_Written exercise:_ Without skipping anything, write out each record below exactly.

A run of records
──────

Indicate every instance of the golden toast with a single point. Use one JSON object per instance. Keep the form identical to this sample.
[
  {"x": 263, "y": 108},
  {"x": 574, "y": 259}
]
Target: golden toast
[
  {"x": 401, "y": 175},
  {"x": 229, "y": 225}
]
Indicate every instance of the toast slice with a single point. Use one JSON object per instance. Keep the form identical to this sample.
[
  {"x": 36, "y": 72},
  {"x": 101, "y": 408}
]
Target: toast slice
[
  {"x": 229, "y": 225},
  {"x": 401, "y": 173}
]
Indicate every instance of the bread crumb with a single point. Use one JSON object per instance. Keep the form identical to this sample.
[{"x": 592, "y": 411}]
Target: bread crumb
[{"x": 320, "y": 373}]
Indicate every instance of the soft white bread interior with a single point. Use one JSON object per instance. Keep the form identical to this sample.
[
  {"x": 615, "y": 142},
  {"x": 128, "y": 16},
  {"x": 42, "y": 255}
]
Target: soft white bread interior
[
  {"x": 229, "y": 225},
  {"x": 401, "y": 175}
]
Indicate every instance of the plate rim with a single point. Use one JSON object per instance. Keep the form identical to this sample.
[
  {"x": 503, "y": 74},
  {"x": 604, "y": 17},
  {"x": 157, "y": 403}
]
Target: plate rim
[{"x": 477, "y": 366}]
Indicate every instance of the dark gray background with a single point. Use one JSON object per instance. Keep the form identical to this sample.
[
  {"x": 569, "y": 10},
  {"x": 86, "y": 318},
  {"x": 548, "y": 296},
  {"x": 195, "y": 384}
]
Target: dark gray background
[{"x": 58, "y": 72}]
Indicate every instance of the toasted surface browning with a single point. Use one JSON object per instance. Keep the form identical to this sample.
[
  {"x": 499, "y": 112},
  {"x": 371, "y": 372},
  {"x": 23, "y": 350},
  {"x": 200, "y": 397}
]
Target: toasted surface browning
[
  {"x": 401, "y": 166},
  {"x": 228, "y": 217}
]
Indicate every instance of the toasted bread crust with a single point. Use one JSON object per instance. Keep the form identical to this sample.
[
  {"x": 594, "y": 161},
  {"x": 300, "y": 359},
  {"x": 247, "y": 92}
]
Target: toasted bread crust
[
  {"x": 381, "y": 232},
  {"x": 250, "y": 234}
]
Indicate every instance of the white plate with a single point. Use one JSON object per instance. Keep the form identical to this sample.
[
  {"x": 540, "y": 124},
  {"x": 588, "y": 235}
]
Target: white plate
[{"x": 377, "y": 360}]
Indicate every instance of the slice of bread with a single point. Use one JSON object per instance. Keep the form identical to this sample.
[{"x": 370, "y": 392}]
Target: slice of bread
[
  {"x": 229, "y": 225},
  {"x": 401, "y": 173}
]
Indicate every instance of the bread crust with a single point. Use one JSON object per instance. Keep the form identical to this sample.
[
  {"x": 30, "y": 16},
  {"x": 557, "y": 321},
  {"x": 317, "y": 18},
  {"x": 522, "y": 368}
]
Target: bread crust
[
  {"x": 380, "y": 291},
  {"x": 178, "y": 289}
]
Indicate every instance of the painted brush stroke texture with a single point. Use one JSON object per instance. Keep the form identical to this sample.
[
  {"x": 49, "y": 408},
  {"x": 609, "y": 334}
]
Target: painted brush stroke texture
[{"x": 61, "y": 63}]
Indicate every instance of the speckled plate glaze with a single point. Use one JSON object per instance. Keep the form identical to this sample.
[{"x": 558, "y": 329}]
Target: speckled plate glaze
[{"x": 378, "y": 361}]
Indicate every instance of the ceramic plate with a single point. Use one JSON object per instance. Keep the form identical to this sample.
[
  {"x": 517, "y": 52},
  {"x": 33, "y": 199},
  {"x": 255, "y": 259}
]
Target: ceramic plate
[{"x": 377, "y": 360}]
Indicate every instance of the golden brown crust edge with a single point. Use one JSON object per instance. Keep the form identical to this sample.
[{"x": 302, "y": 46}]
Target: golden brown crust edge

──────

_Full answer:_
Indicate every instance of the golden toast with a single point. Use one JSON object per instance. Keep the form identical to this sample.
[
  {"x": 263, "y": 108},
  {"x": 574, "y": 259}
]
Target: golden toast
[
  {"x": 401, "y": 175},
  {"x": 229, "y": 225}
]
Indicate every instance of the toast slice with a single point. Use one JSON object per instance. Keep the form identical to this sample.
[
  {"x": 36, "y": 72},
  {"x": 101, "y": 408}
]
Target: toast slice
[
  {"x": 229, "y": 225},
  {"x": 401, "y": 173}
]
Indicate every instance of the bread crumb with a single point. Use one JSON object per instance. Keep the form identical to this sample.
[{"x": 592, "y": 411}]
Target: bread crumb
[{"x": 320, "y": 373}]
Indicate every instance of the soft white bread interior with a single point. Use one JSON object per instance. Keep the form identical to this sample.
[
  {"x": 615, "y": 142},
  {"x": 128, "y": 16},
  {"x": 42, "y": 255}
]
Target: soft white bread interior
[
  {"x": 229, "y": 225},
  {"x": 401, "y": 175}
]
Indicate every instance of the plate rim with a single point. Use one JSON object per instance. Keep the form identical to this sample.
[
  {"x": 503, "y": 74},
  {"x": 604, "y": 17},
  {"x": 157, "y": 403}
]
Target: plate rim
[{"x": 477, "y": 366}]
Indicate every instance of the dark gray background with a single point. Use one JSON object per instance. Keep the form identical to this sample.
[
  {"x": 569, "y": 10},
  {"x": 86, "y": 318},
  {"x": 548, "y": 296},
  {"x": 195, "y": 384}
]
Target: dark gray background
[{"x": 58, "y": 72}]
Indicate every instance of the toasted surface browning with a single point. Use one JSON object per instance. Keep the form identical to this sample.
[
  {"x": 499, "y": 112},
  {"x": 371, "y": 372},
  {"x": 23, "y": 350},
  {"x": 200, "y": 397}
]
Target: toasted surface browning
[
  {"x": 401, "y": 166},
  {"x": 228, "y": 217}
]
Indicate every instance of the toasted bread crust with a single point. Use one JSON object per instance. Keep the form identical to this sample.
[
  {"x": 594, "y": 161},
  {"x": 300, "y": 359},
  {"x": 247, "y": 92}
]
Target: toasted bread crust
[
  {"x": 381, "y": 232},
  {"x": 250, "y": 234}
]
Indicate every instance of the white plate with a single point. Use one JSON object per instance. Keep the form identical to this sample.
[
  {"x": 540, "y": 124},
  {"x": 588, "y": 235}
]
Target: white plate
[{"x": 377, "y": 360}]
Indicate every instance of the slice of bread with a single point. Use one JSON object per instance. Keep the form identical to this sample.
[{"x": 370, "y": 392}]
Target: slice of bread
[
  {"x": 229, "y": 225},
  {"x": 401, "y": 173}
]
Indicate every instance of the bread crust with a single point. Use one JSON object per instance. Keep the form identical to this sample.
[
  {"x": 30, "y": 16},
  {"x": 557, "y": 321},
  {"x": 317, "y": 18},
  {"x": 522, "y": 368}
]
Target: bread crust
[
  {"x": 380, "y": 291},
  {"x": 178, "y": 289}
]
Indicate every instance of the painted brush stroke texture with a single point. Use one JSON object per instance. Keep the form identical to this sample.
[
  {"x": 49, "y": 408},
  {"x": 609, "y": 334}
]
Target: painted brush stroke texture
[{"x": 61, "y": 63}]
Indicate every instance of the speckled plate glaze with a single point. Use one JSON object per instance. Keep the form identical to this sample.
[{"x": 558, "y": 329}]
Target: speckled plate glaze
[{"x": 378, "y": 361}]
Indicate every instance of the ceramic plate with a single point. Use one JSON object per instance. Keep the form identical to this sample.
[
  {"x": 517, "y": 52},
  {"x": 33, "y": 199},
  {"x": 255, "y": 259}
]
Target: ceramic plate
[{"x": 377, "y": 360}]
Indicate every instance of the golden brown crust edge with a single point. Use one JSON object per instance. Keep the form identical to this sample.
[{"x": 302, "y": 46}]
Target: golden brown crust edge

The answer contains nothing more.